The fundamental performance problem is latency caused by single request/response model. (TODO: check whether it's true) Pipeline is introduced but head-of-line(HOL) blocking occurs.
Further improvements such as using multiple connections or larger HTTP requests are involved, however, they solved the old problem but introduce new troubles.
The problem of multiple connections is its inefficiency, from handshake latency and bandwidth issue. TCP and potential TLS handshakes require a few RTTs, and no priority causes the TCP timeouts and retransmissions on other connections. It's a workaround under HTTP/1.1 rather a good solution. Fewer but larger requests thwarts the user-side cache and duplication in server files.
The other issues, like the large text-based protocol packets, security issue(not integrating HTTPS) and lacking states(addressing less successfully by addition of cookie) exist in HTTP/1.1 as well.
In short, the drawbacks motivate to conceive a new protocol to solve them, for a faster and more robust network in the real world.
SPDY: Predecessor of HTTP/2¶
Roman wasn't built in one day. Without a successful experiment to demonstrate it improves the deficiencies of current solution, there is hardly a mature standard proposal. Before HTTP/2, SPDY proposed by Google has been verified, due to its unique position of being in control of both a major browser (Chrome) and some of the most popular websites.

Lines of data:
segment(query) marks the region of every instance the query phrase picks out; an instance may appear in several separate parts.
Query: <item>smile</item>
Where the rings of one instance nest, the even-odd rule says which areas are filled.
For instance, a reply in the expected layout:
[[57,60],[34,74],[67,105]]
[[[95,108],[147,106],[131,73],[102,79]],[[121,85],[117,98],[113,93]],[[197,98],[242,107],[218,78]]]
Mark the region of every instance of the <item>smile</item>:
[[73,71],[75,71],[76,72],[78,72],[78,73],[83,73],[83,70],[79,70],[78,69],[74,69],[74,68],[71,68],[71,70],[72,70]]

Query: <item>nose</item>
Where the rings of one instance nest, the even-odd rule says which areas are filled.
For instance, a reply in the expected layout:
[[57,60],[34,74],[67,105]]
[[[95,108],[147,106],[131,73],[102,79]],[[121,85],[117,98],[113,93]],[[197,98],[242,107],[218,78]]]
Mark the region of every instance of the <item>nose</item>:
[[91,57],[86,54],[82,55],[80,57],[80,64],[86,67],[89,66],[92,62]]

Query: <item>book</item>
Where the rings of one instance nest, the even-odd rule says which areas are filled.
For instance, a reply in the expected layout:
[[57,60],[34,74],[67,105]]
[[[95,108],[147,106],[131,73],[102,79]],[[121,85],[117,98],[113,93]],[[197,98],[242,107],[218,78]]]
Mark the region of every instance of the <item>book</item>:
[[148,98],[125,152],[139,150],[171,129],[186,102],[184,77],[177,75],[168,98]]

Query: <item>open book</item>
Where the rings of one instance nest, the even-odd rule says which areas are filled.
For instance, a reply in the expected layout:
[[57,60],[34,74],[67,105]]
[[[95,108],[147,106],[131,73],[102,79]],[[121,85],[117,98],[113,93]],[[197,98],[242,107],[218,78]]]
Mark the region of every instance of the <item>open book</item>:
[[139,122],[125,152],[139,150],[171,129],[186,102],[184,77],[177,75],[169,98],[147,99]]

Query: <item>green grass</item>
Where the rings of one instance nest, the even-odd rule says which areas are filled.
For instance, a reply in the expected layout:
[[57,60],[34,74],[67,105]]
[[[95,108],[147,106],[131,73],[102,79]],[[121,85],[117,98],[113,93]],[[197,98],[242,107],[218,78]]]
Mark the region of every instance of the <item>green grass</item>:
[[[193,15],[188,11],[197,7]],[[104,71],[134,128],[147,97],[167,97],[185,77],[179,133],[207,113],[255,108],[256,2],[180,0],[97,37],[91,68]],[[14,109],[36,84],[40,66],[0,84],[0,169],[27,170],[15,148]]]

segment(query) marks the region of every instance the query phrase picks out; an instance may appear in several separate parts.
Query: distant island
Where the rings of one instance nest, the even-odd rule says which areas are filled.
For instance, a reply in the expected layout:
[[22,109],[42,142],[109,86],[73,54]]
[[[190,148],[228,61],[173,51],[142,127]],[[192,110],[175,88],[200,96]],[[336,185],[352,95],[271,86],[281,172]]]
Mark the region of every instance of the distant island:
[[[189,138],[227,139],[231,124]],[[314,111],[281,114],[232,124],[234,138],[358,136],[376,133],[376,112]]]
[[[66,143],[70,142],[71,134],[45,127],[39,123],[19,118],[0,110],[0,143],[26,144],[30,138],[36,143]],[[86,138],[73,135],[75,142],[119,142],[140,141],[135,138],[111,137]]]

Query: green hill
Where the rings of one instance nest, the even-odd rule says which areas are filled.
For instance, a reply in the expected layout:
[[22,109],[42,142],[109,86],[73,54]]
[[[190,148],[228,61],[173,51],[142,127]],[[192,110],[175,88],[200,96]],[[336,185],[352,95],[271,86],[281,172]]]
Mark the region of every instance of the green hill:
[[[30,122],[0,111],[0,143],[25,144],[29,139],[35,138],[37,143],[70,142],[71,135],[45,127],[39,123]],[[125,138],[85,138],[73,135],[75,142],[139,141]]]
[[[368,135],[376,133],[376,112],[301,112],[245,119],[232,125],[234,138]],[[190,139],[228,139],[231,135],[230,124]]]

Objective 1:
Reproduce verbatim the records from the line containing "Query: <item>green grass</item>" to the line containing "Mark the region of every instance of the <item>green", including both of those lines.
Objective 2:
Continue the passage on HTTP/1.1 and SPDY from the point at which it stops.

Exercise answer 1:
Query: <item>green grass</item>
Where the rings of one instance nest, the even-odd rule says which areas are filled.
For instance, a reply in the expected layout:
[[57,60],[34,74],[67,105]]
[[[95,108],[147,106],[131,73],[102,79]],[[121,85],[117,98],[113,93]],[[197,98],[242,107],[218,78]]]
Mark the region of every instance of the <item>green grass</item>:

Exercise answer 2:
Some ideas of the SPDY are derives into HTTP/2, like binary protocol, multiplexing, request prioritization and header compression.
New Features of HTTP/2¶
HTTP/2 proposed several unique features than HTTP/1.1, and all of them aim to improve the efficiency of HTTP protocol.
- binary protocol
- multiplexing
- flow control on application level
- header compression
- server push
- HTTPS-based(in practice)
HTTP/2 Connection Establish¶
Similar with HTTP/2, TCP connection is required. However, in practice, HTTP/2 is supported based on HTTPS only. There are several ways to establish HTTP/2 connection:
- HTTPS negotiate
- HTTP upgrade header
- Use prior knowledge
The client wants to use HTTP/2 tries to send an ALPN in ClientHello to establish an HTTP/2 connection. Another way is to use HTTP upgrade header and it fits for the unencrypted messages only. If the client request carries the Upgrade header, the server should treat it as an HTTP/2 request.
However, Upgrading header might cause the inconsistency between headers and body format, which fails to decode the request from server side for the proxy case.
HTTP/2 Preface Message¶
The client sends the preface message as the first message to confirm the server understands the HTTP/2. It's a nonsense message and encoded in octets, and the plaintext is listed below:
# message in octets
0x505249202a20485454502f322e300d0a0d0a534d0d0a0d0a
# message in plaintext
PRI * HTTP/2.0\r\n\r\nSM\r\n\r\n
If the server fails to recognize the preface message, it responses an error. Otherwise, it will return a SETTINGS frame to client that client should send an ACK.
HTTP/2 Connection, Stream and Frame¶
Connection is not a new concept, and it refers to the TCP/TLS connection. Stream and Frame are the new concepts introduced to support multiplexing, as the multiplexing requires multiple requests share the same connection.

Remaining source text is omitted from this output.